[Stored records]
◇ ◇ ◇ ◇ ◇

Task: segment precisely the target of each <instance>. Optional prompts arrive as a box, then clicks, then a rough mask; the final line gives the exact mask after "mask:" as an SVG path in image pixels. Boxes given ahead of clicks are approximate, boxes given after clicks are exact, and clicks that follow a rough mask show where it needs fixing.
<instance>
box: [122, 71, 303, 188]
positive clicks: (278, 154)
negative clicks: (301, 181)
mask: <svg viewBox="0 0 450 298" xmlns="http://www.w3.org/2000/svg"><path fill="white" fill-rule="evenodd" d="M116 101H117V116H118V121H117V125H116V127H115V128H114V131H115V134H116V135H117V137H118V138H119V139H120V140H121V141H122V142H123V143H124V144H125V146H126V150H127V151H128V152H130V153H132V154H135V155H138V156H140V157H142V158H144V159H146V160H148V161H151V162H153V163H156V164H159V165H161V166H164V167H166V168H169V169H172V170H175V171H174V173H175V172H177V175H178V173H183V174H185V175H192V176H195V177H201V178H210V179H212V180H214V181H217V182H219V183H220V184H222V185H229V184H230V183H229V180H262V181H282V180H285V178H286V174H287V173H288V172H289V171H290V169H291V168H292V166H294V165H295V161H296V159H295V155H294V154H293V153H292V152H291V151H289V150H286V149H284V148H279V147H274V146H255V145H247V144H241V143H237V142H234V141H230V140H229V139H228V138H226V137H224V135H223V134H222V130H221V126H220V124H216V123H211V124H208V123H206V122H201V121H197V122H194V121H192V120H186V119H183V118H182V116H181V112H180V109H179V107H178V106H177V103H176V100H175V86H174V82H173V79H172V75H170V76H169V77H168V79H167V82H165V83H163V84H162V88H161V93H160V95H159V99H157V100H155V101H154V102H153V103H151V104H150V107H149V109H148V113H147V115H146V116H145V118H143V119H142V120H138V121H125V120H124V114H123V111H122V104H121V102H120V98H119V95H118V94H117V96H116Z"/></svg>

◇ ◇ ◇ ◇ ◇

__THE TASK__.
Reproduce the lines above verbatim, keeping every character unchanged.

__ANSWER SECTION__.
Task: segment precisely the target of each <instance>. Optional prompts arrive as a box, then clicks, then a rough mask; the final line gives the exact mask after "mask:" as an SVG path in image pixels. Boxes given ahead of clicks are approximate, boxes given after clicks are exact, and clicks that follow a rough mask show where it needs fixing.
<instance>
box: [122, 71, 303, 188]
positive clicks: (278, 154)
negative clicks: (301, 181)
mask: <svg viewBox="0 0 450 298" xmlns="http://www.w3.org/2000/svg"><path fill="white" fill-rule="evenodd" d="M116 101H117V116H118V121H117V125H116V127H115V128H114V131H115V134H116V135H117V137H118V138H119V139H120V140H121V141H122V142H123V143H124V144H125V146H126V150H127V151H128V152H130V153H132V154H135V155H138V156H140V157H142V158H144V159H146V160H148V161H151V162H153V163H156V164H159V165H161V166H164V167H166V168H169V169H172V170H175V171H174V173H175V172H177V175H178V173H183V174H185V175H192V176H195V177H201V178H210V179H212V180H214V181H217V182H219V183H220V184H222V185H229V184H230V183H229V180H262V181H282V180H285V178H286V174H287V173H288V172H289V171H290V169H291V168H292V166H294V165H295V161H296V159H295V155H294V154H293V153H292V152H291V151H289V150H286V149H284V148H279V147H274V146H255V145H247V144H241V143H237V142H234V141H230V140H229V139H228V138H226V137H224V135H223V134H222V130H221V126H220V124H216V123H211V124H208V123H206V122H201V121H197V122H194V121H192V120H186V119H183V118H182V116H181V112H180V109H179V107H178V106H177V103H176V100H175V86H174V82H173V79H172V75H170V76H169V77H168V79H167V82H165V83H163V84H162V88H161V93H160V95H159V99H157V100H155V101H154V102H153V103H151V104H150V107H149V109H148V113H147V115H146V116H145V118H143V119H142V120H138V121H125V120H124V114H123V111H122V104H121V102H120V98H119V95H118V94H117V96H116Z"/></svg>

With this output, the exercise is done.